### THE INPUT
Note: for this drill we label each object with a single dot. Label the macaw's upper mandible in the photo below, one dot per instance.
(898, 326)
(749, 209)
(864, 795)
...
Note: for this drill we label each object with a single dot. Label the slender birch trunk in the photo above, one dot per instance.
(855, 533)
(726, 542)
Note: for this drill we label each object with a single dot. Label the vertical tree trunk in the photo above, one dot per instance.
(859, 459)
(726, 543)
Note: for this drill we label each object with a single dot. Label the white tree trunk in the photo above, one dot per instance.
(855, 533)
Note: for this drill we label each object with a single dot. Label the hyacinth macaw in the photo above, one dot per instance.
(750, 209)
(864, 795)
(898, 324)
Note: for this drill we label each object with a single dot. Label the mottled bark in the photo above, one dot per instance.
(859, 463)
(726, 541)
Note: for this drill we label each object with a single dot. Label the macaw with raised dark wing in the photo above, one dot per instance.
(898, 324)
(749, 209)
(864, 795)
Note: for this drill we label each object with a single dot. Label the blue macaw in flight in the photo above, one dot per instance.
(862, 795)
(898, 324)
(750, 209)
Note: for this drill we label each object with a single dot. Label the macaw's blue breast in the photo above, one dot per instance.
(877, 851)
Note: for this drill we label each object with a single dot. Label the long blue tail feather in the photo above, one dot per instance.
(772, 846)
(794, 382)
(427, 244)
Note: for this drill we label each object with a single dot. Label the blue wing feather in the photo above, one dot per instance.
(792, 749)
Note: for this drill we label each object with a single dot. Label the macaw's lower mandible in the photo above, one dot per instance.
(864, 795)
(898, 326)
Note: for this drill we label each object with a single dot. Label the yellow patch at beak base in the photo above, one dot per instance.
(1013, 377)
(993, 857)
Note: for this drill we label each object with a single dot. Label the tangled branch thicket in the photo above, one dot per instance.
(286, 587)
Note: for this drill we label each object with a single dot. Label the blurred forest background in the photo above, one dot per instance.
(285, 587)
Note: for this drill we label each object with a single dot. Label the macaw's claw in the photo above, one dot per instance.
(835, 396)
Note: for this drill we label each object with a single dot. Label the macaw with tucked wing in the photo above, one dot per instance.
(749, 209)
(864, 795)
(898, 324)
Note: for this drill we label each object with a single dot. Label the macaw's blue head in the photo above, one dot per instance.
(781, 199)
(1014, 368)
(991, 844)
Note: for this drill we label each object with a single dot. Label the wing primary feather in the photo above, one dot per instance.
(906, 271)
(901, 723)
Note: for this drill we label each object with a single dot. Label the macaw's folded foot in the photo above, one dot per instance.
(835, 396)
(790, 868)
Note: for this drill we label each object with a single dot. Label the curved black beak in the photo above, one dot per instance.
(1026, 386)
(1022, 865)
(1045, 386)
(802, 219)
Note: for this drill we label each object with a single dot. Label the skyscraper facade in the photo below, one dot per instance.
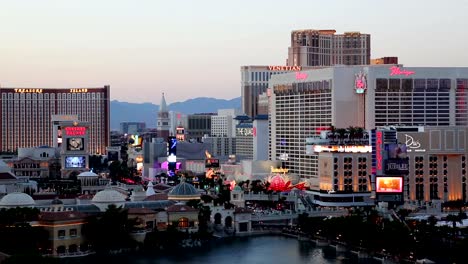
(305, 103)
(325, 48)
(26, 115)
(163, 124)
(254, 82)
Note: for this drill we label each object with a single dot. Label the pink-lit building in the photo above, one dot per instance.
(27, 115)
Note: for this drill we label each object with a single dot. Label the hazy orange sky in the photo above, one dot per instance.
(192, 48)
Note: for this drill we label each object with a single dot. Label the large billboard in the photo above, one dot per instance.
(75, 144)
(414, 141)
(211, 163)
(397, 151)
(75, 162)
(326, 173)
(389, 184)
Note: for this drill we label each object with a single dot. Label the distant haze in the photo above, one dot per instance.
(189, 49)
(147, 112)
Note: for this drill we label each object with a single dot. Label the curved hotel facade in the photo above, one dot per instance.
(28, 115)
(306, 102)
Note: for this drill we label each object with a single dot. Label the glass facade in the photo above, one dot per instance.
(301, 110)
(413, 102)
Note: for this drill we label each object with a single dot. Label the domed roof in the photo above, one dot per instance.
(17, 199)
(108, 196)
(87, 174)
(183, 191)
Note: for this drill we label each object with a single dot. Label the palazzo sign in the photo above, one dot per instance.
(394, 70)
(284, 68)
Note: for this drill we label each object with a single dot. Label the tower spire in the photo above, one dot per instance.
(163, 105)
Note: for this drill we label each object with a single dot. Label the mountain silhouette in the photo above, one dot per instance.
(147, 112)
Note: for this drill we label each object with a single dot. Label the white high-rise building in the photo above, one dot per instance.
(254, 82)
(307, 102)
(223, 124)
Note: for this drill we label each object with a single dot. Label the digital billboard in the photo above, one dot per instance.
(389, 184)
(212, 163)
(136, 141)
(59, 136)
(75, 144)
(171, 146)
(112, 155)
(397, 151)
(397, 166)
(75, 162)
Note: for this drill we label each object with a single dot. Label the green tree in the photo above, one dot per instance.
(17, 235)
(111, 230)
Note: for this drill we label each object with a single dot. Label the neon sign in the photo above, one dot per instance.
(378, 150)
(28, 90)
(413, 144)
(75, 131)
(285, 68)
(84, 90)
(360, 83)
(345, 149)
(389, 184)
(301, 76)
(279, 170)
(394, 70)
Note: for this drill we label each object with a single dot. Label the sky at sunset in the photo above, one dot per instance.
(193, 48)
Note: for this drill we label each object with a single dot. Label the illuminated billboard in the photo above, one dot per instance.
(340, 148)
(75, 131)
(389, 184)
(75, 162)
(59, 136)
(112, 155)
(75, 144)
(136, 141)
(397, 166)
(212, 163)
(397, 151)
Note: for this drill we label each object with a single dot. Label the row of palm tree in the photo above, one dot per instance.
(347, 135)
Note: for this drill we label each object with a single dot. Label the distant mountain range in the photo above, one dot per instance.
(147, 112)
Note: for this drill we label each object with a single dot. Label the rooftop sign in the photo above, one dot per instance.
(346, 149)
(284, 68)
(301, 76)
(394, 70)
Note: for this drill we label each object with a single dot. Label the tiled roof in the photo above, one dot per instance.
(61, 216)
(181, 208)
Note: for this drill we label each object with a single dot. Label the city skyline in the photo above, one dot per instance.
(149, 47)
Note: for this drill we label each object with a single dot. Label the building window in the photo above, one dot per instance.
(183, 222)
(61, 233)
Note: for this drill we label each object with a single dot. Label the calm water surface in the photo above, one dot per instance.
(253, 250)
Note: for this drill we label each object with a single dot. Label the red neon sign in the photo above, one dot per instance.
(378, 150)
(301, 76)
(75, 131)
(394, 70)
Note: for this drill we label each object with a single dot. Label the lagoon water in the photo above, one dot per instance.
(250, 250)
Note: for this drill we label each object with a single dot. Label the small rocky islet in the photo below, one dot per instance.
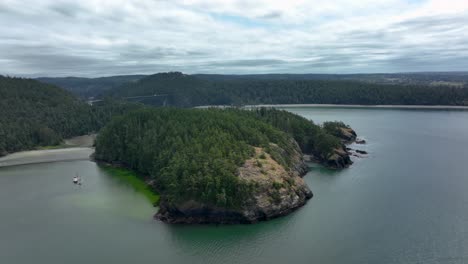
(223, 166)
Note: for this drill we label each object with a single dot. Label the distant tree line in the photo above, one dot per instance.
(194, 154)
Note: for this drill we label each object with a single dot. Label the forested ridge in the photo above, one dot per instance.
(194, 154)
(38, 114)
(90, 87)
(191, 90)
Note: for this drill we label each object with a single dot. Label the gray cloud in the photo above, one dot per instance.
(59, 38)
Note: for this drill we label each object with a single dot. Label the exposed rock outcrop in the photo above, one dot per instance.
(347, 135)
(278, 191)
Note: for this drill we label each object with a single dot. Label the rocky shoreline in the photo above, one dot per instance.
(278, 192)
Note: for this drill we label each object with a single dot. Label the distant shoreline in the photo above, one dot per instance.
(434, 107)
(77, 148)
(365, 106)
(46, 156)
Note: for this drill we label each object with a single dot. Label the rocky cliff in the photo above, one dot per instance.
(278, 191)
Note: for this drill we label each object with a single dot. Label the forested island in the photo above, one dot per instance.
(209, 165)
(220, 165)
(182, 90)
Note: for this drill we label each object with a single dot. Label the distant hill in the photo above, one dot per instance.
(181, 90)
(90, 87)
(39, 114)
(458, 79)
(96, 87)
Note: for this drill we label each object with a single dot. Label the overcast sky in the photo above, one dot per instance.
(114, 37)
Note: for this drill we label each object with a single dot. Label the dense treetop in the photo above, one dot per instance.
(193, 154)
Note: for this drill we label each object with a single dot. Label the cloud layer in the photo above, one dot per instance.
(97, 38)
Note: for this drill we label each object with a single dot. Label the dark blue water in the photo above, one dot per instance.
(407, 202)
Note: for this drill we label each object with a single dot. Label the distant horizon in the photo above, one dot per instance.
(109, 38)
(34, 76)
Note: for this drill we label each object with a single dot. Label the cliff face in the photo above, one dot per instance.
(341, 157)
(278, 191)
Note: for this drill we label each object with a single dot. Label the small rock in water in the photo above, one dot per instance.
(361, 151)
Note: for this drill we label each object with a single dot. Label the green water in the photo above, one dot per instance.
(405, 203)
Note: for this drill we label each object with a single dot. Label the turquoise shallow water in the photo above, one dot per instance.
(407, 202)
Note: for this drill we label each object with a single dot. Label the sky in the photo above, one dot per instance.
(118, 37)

### TASK INSTRUCTIONS
Copy every line in the data above that contains the string "shoreline". Matches must have the same capitalization.

### CORRECT ANSWER
Note: for this drill we label each object with a single dot. Label the rocky shoreline in the photo above, one dot per instance.
Note: for this drill we label each object with a single dot. Label the distant shoreline in the photo above, one dot per instance.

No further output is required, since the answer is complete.